* _CONSIGNE 1_
Transcrivez sans rien changer le passage du texte fourni qui va de « L’autobiographie- ce joli » jusqu'à « appris par cœur. » inclus.

____ TEXTE FOURNI

Ils m’ont fait sourire. Ils ont 14 ans.
Merci.

Une jolie p’tite claque.

Ces petits instants et leurs voix

On continue.
Le collège ne se porte pas si mal. On égratigne un peu nos habitudes, beaucoup certains jours. C’est tout.

Je continue.
Avec le même plaisir de les retrouver, avec peut-être bien une envie plus vive encore de ne pas les quitter, de ne pas les perdre, de ne pas se reconfiner.
Avec des idées qui s’enchaînent à tout-va pour rendre ce temps masqué juste plus joli à vivre.

Ils continuent.
À avoir 14 ou 15 ans, à s’amuser – mais pas tout à fait comme avant- à se regarder, à se rechercher.

On continue.
Ensemble.

 

J’ai une chouette classe de 3ème encore cette année.
L’autobiographie- ce joli bout de programme- nous entraîne dans quelques confidences. Ils les écrivent, les partagent parfois.
J’aime bien ces petits instants.

Je me suis dit cette fois je vous enregistre. Ils ont aimé, même s’entendre.
Un petit magnéto. Quelques bruits de classe, juste au-dessus je crois.
Un montage qui efface les temps morts mais pas les hésitations, les tout petits ratés, les souffles ténus qui font que c’est bien eux.
Ils ne lisent pas, ils ont appris par cœur.
J’aime bien leurs écorchures de phrases. Et leurs voix, derrière leurs masques, sont bien là.

 

Ces petits instants de classe.
Leurs voix.

________
____ ENREGISTREMENTS FOURNIS

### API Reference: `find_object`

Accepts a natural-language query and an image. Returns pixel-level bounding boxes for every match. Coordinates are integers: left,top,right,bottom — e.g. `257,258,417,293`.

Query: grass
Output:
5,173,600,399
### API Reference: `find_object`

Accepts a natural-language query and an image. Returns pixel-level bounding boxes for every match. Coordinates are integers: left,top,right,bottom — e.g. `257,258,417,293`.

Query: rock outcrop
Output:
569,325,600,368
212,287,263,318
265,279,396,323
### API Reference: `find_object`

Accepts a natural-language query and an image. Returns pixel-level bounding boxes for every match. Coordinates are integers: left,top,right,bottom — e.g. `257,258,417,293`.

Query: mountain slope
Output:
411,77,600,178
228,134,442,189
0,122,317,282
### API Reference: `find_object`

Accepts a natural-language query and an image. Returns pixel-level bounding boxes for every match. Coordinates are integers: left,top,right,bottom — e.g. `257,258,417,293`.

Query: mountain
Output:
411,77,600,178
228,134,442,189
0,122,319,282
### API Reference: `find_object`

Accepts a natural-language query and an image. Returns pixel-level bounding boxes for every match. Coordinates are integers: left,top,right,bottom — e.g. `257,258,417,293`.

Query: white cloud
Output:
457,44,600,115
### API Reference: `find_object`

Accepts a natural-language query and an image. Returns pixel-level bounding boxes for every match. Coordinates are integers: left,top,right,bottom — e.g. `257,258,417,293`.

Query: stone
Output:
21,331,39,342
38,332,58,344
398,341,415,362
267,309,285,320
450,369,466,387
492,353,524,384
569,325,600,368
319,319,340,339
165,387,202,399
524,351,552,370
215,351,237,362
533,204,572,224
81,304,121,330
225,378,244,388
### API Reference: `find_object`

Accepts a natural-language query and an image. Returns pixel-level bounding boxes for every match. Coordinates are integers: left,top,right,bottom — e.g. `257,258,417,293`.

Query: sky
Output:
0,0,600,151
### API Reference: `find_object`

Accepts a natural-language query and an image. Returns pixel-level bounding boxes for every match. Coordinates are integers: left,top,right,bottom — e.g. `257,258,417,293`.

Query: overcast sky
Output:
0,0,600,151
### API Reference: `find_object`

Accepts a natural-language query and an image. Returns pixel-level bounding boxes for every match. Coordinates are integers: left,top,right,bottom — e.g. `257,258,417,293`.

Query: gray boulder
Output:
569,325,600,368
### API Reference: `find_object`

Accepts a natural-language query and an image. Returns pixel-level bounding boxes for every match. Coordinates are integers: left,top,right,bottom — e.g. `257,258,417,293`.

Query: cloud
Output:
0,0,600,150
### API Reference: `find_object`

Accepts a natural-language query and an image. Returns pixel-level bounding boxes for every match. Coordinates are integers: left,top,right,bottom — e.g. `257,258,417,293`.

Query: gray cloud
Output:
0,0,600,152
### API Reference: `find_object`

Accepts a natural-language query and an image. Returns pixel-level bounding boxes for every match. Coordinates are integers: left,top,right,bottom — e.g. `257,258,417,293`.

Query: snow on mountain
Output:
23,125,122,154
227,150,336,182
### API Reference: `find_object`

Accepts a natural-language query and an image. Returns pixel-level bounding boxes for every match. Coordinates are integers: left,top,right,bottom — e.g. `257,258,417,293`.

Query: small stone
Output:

________

* _CONSIGNE 2_
Extrayez, s'il vous plaît, chaque ligne des enregistrements qui contient la chaîne « gray », en tenant compte de la casse.

* _RÉPONSE COMPLÈTE 1_
L’autobiographie- ce joli bout de programme- nous entraîne dans quelques confidences. Ils les écrivent, les partagent parfois.
J’aime bien ces petits instants.

Je me suis dit cette fois je vous enregistre. Ils ont aimé, même s’entendre.
Un petit magnéto. Quelques bruits de classe, juste au-dessus je crois.
Un montage qui efface les temps morts mais pas les hésitations, les tout petits ratés, les souffles ténus qui font que c’est bien eux.
Ils ne lisent pas, ils ont appris par cœur.

* _RÉPONSE COMPLÈTE 2_
Query: gray boulder
Query: gray cloud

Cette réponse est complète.